* Material shown:
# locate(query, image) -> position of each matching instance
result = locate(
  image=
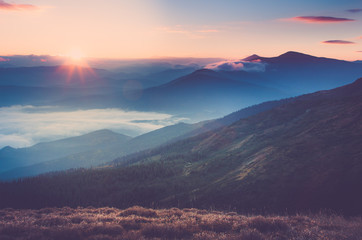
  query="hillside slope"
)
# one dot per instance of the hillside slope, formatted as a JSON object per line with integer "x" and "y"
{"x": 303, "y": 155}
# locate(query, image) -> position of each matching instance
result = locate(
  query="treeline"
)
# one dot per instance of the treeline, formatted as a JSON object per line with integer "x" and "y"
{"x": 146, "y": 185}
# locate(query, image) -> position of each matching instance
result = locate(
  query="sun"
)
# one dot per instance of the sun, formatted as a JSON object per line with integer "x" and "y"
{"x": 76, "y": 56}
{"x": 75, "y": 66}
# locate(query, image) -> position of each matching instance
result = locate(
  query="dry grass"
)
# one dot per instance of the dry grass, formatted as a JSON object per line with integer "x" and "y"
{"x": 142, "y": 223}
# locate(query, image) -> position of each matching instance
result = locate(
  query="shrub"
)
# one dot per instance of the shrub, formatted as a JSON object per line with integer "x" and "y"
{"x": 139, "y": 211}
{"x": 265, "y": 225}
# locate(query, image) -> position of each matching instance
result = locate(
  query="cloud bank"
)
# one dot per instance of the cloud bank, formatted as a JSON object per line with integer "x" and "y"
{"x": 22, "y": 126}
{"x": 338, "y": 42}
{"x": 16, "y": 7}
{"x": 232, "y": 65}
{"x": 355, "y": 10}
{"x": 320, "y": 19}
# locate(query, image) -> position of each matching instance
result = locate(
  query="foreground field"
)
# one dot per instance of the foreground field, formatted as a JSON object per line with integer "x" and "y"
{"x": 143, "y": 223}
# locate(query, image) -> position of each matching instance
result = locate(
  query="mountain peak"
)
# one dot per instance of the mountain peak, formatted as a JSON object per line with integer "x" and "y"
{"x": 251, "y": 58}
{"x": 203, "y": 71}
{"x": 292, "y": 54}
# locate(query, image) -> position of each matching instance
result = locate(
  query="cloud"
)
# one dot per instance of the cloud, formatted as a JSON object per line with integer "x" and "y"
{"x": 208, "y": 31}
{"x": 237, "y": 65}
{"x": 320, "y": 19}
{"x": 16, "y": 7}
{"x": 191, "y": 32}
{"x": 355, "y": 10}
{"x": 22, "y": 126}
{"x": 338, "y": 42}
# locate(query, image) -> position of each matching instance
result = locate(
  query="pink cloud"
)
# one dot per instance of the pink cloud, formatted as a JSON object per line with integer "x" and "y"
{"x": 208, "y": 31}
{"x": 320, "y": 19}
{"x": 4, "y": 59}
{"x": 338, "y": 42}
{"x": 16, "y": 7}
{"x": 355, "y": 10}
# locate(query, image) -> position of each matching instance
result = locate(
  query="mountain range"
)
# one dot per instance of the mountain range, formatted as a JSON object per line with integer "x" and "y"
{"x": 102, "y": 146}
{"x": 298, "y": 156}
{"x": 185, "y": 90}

--

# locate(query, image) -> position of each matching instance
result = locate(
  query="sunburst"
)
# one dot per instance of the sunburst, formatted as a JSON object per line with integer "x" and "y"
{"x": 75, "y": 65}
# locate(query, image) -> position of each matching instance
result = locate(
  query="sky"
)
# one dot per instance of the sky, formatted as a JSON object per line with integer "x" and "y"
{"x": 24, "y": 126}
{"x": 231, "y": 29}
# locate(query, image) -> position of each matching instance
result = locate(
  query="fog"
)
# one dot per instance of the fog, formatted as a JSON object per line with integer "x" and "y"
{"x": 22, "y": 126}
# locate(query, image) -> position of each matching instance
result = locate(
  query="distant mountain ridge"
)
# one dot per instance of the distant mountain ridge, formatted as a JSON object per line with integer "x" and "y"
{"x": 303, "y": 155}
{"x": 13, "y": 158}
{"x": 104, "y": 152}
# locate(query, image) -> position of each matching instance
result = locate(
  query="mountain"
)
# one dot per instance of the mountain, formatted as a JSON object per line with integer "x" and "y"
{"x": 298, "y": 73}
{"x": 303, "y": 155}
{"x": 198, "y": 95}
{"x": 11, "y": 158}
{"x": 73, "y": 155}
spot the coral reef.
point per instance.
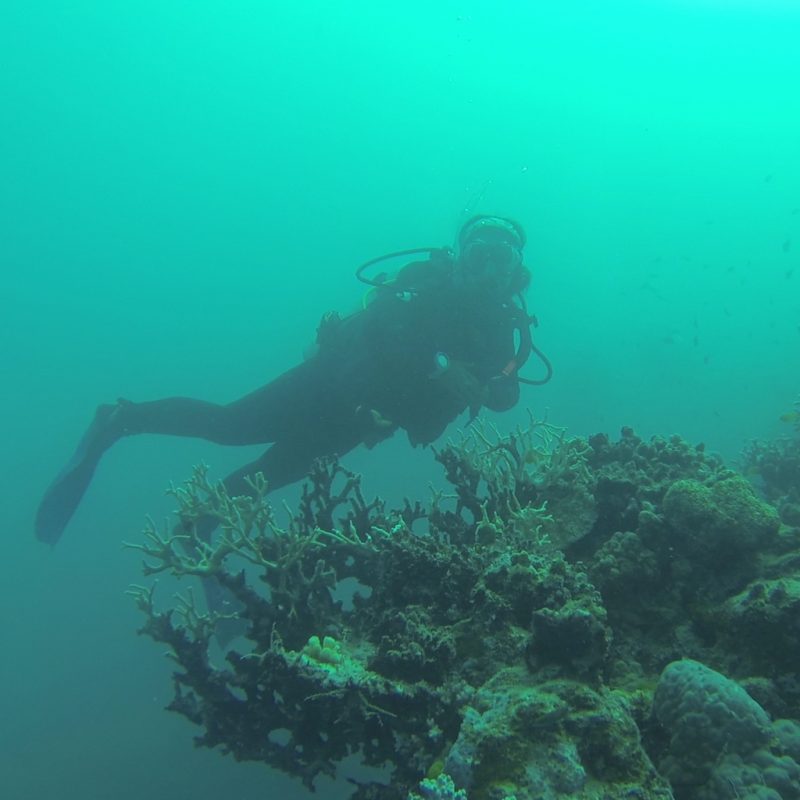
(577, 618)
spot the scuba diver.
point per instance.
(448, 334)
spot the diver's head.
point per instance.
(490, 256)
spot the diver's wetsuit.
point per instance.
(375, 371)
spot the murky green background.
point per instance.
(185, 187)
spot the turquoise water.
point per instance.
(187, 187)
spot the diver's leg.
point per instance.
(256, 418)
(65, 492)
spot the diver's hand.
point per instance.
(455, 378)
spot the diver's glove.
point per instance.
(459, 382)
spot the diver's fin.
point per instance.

* To do:
Count the lines in the records above that contain the string "bank", treating uppercase and lowercase as distinct. Give only the number.

* Exercise result:
2